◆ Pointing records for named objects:
■ ■ ■
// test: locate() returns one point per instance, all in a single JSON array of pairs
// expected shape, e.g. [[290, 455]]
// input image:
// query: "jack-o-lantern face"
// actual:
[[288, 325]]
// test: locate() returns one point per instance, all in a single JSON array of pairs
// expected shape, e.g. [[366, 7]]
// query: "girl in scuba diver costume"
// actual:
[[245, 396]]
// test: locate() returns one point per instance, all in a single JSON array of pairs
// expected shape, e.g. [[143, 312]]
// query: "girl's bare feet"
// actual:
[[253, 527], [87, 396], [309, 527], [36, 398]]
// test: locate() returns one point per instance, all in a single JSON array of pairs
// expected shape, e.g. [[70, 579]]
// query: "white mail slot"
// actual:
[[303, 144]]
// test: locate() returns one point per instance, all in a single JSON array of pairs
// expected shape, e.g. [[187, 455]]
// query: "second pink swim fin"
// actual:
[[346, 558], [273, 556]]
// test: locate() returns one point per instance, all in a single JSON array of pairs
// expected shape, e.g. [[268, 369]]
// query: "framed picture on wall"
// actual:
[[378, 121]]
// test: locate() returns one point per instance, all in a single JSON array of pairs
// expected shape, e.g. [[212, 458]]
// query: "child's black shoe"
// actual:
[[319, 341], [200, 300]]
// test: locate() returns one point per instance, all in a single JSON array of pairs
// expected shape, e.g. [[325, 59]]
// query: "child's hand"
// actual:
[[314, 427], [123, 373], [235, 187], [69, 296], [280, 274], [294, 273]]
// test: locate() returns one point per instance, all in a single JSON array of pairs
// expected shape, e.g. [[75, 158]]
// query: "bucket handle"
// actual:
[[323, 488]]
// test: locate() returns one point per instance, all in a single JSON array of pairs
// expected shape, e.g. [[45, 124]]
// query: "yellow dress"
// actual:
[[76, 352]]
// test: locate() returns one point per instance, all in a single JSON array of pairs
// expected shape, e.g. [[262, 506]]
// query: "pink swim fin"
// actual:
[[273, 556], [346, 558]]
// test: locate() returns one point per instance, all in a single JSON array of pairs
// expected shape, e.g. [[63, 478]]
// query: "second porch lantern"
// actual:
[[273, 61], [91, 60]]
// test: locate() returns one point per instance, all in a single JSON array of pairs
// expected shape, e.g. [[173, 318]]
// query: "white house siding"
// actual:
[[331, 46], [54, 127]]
■ ■ ■
Write out the listing again, starting with its first line and going on through the line with "[[303, 144]]", requests included. Add -145 to every coordinate in the answers, leaving the numbers in the requests and their format samples unchanged.

// test: locate() returns one point per instance, all in a single JSON array of pairs
// expected shape, e.g. [[290, 455]]
// input image:
// query: "jack-o-lantern face"
// actual:
[[143, 180]]
// test: locate() returns one point per instance, all in a single JSON array of pairs
// expected shape, e.g. [[366, 7]]
// query: "girl in scuba diver costume"
// actual:
[[100, 251]]
// test: locate() returns one point per instance, all in a single JSON array of pairs
// expected shape, e.g. [[143, 312]]
// query: "girl's bare feet"
// actual:
[[108, 382], [-58, 251], [164, 382], [-109, 253]]
// test: locate() returns one point per instance, all in a single JSON array of pairs
// expected shape, e.g. [[70, 579]]
// query: "white mail slot"
// actual:
[[158, -1]]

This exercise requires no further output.